*Selected text:*
----------------
Jay Zimmerman's Ditch Damsel is one of the most creative interpretations I have seen for this ubiquitous stillwater insect. The design elements on the wing and wire body ensure the fly rides hook point up, and the use of dyed mallard flank adds a slight bit of variegation to the pattern.
Damselfly nymphs inhabit lakes, ponds, and slow-moving rivers. They are most active in the late spring and early summer. They emerge on dry land, and as such, their pre-emergence is marked by a mass exodus toward the bank, where the nymphs can crawl out onto a sun-laden stick and dry their exoskeletons before hatching into the wonderful and acrobatic flying blue darts we see in the thrushes. Damselfly nymphs are long, skinny critters with big eyes, and they slide and swim with a seductive side-to-side action as they migrate toward dry ground. Trout, bass, and panfish all have a taste for these slender bites, and when you're in the right place at the right time, the action can be crazy.
Damsel patterns need to be tied slim and sparse, with a bit of weight to keep them swimming shallow and with as much wiggle and shimmy as one can manage. This is a tall order from a fly-designing standpoint. Luckily for me and you, I just happen to work with Jay Zimmerman, one of the most creative fly designers any of us will ever meet.
----------------
*Dataset records:*

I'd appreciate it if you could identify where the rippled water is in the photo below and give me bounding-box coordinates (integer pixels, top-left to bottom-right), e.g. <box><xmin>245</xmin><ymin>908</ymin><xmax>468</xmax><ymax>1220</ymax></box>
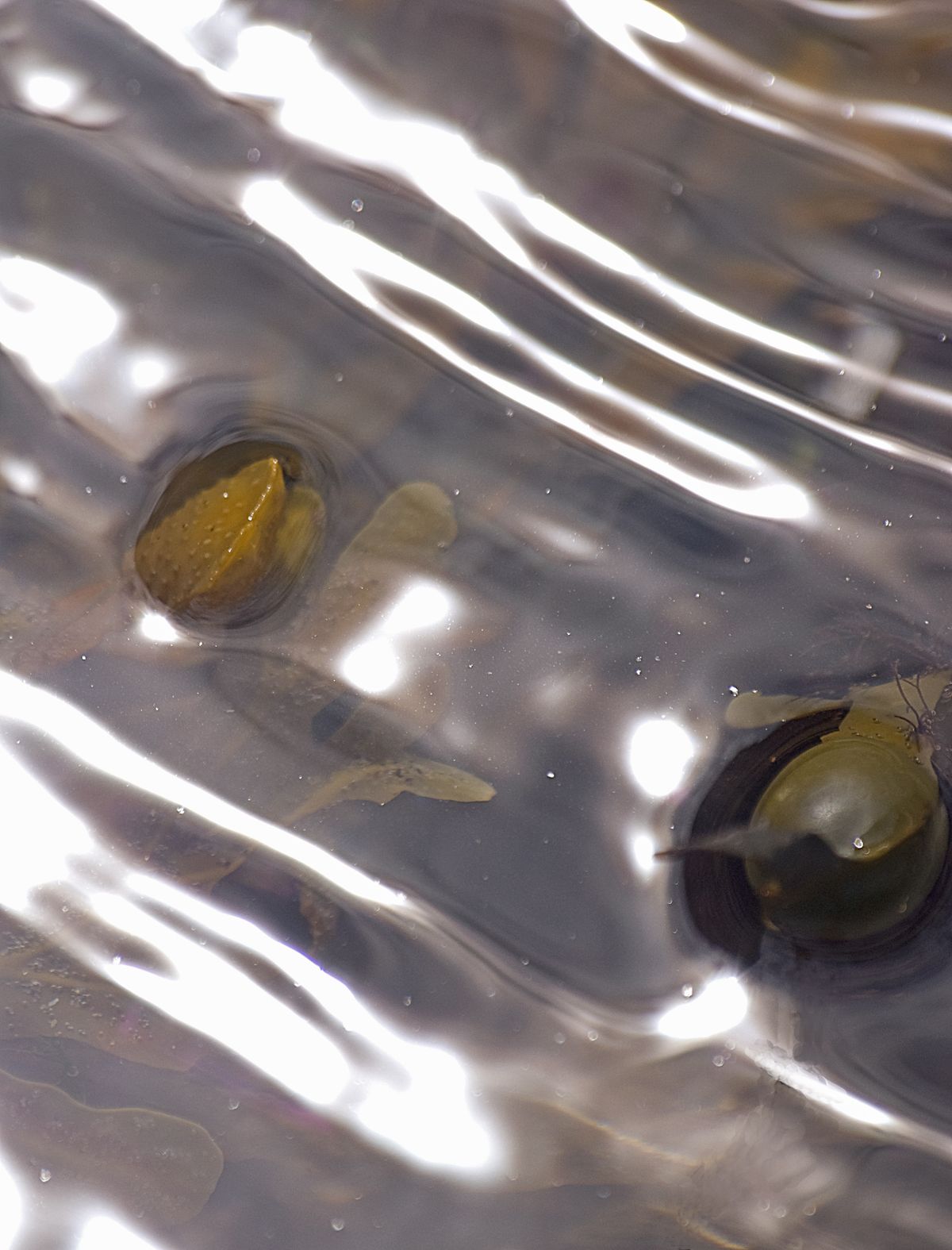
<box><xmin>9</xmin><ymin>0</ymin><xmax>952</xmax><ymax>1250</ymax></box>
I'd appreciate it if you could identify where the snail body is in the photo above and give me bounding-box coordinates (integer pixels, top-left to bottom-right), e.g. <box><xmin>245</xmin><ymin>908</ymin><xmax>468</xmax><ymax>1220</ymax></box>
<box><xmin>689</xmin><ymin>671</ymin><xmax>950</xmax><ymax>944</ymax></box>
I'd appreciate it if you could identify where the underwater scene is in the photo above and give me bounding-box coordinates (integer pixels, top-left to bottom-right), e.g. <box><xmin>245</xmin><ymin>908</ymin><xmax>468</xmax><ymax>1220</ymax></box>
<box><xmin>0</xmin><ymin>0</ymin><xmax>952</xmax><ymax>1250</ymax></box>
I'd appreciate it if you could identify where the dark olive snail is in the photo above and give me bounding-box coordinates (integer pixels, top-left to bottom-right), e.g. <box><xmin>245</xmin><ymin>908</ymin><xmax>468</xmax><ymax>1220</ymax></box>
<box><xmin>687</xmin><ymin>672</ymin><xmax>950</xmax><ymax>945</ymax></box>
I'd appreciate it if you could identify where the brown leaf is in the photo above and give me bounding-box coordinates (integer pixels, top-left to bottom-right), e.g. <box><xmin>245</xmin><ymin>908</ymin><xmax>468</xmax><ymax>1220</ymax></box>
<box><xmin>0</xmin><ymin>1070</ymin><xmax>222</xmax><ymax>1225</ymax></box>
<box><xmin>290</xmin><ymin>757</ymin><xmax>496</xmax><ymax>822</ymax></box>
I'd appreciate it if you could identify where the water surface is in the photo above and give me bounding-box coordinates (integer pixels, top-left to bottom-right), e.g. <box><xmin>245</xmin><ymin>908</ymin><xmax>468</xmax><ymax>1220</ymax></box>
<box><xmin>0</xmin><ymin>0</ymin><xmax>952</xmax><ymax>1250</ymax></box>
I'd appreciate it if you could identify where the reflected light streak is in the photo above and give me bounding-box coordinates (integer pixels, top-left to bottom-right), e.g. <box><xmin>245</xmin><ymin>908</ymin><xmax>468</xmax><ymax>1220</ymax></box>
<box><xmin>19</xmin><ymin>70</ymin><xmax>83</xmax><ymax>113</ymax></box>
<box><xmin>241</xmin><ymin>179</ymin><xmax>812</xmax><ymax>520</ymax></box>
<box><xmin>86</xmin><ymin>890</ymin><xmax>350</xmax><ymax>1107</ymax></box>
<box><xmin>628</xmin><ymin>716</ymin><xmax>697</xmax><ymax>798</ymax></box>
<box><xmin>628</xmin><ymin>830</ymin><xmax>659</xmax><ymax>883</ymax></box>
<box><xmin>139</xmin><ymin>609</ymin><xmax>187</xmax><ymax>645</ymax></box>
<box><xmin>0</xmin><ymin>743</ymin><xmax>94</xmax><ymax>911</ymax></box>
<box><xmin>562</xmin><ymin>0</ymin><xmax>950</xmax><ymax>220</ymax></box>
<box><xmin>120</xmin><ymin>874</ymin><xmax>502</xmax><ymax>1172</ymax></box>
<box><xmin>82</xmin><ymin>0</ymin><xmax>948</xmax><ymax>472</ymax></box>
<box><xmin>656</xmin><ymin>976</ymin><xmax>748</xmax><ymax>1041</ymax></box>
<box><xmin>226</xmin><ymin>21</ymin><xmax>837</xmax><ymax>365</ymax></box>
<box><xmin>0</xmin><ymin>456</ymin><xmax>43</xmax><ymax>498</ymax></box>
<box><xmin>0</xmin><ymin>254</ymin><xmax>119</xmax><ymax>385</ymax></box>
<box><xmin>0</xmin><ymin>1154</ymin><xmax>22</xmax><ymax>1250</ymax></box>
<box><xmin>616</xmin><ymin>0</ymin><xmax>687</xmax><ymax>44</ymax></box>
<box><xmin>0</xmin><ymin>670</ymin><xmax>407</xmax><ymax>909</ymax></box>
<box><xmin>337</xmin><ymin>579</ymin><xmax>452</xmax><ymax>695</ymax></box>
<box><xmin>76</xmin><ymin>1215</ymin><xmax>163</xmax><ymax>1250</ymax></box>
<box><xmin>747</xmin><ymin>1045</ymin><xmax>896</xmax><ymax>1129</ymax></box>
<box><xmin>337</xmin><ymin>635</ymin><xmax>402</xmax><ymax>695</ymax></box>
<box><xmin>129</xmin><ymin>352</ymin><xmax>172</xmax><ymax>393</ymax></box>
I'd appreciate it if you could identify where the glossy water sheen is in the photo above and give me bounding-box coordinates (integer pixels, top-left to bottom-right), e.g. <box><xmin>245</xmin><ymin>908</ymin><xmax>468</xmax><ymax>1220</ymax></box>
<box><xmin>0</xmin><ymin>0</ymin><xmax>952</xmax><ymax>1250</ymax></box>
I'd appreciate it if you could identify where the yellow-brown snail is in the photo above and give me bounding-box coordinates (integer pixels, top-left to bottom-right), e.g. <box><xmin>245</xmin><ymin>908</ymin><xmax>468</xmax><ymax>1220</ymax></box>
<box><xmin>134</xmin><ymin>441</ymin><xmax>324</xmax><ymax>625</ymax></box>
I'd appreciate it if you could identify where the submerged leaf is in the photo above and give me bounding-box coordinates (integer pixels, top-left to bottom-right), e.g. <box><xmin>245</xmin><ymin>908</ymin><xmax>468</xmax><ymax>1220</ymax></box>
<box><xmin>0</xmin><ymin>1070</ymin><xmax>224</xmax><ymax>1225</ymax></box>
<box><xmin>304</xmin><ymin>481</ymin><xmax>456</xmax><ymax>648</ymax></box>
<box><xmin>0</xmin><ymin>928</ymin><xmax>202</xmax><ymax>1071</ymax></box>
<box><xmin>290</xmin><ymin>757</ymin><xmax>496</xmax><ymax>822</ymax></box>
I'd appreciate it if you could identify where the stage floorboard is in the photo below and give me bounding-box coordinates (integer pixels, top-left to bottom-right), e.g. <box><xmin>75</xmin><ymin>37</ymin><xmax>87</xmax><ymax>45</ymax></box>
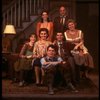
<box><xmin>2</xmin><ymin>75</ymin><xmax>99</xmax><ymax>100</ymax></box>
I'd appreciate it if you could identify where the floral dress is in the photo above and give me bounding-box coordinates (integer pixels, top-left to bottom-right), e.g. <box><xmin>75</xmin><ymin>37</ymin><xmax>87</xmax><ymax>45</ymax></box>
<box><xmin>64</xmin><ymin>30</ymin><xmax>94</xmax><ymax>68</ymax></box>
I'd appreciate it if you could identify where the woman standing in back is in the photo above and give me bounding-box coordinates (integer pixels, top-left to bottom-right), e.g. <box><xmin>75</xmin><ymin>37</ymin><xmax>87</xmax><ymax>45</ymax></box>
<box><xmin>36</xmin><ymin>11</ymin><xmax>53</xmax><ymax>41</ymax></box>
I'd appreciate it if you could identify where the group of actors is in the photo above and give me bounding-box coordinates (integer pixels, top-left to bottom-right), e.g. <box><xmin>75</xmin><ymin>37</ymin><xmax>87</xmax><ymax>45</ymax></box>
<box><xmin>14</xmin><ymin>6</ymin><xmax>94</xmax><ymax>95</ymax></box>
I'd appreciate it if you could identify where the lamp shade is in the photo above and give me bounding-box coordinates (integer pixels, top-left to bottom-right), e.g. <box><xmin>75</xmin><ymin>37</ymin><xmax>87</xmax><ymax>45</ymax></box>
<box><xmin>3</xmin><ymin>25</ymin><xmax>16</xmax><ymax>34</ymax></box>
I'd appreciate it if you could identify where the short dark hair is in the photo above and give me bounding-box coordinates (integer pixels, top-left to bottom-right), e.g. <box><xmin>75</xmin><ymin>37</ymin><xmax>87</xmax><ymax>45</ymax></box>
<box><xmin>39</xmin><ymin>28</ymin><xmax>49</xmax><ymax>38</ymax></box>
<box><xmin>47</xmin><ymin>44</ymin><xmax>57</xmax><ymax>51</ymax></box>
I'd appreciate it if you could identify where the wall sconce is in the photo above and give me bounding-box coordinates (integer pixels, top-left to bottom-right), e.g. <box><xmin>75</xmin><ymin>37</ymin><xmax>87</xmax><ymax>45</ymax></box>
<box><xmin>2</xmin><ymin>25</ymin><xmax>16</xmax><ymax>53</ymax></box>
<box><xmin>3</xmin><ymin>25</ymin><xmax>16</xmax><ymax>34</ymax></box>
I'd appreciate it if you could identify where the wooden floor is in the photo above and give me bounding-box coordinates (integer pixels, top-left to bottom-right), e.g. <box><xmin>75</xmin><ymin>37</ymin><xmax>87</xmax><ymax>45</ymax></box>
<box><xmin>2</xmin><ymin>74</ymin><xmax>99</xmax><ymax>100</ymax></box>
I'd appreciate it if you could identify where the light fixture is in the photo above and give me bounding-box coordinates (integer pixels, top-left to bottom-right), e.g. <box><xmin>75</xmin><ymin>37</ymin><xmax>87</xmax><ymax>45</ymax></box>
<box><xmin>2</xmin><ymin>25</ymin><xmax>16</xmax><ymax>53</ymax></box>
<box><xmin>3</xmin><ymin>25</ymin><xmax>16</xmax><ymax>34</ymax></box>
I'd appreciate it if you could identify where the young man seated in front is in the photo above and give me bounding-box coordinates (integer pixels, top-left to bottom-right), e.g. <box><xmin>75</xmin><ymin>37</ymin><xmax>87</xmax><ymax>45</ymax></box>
----------------
*Directive:*
Write the next part of the article about the Ditch Damsel fly pattern, picking up after its final sentence.

*In response:*
He and I often take a minute at the shop first thing in the morning to discuss what we tied the night before, or to share theories and ideas on new patterns. It was in one of these little brainstorming sessions that Jay first revealed this pattern to me. It immediately caught my eye, not only from a creative standpoint, but also from Jay's seamless melding and blending of materials to reach an end.
The Ditch Damsel, as Jay calls his fly, is clearly a product of his wonderfully creative and sometimes scattered brain. His damsel nymph pattern achieves the highly sought-after combination of being truly unique and unconventional while still being perfectly practical and easy to tie. There aren't many patterns that strike me as completely unique these days, and I knew the moment I saw Jay's creation that it was going to be a hit. Every single material on this fly is used and applied in a distinctive and thoughtful way, and they combine to create a wonderful profile and shape. The fact that Jay went so totally out of the box to create it makes it even more appealing to me.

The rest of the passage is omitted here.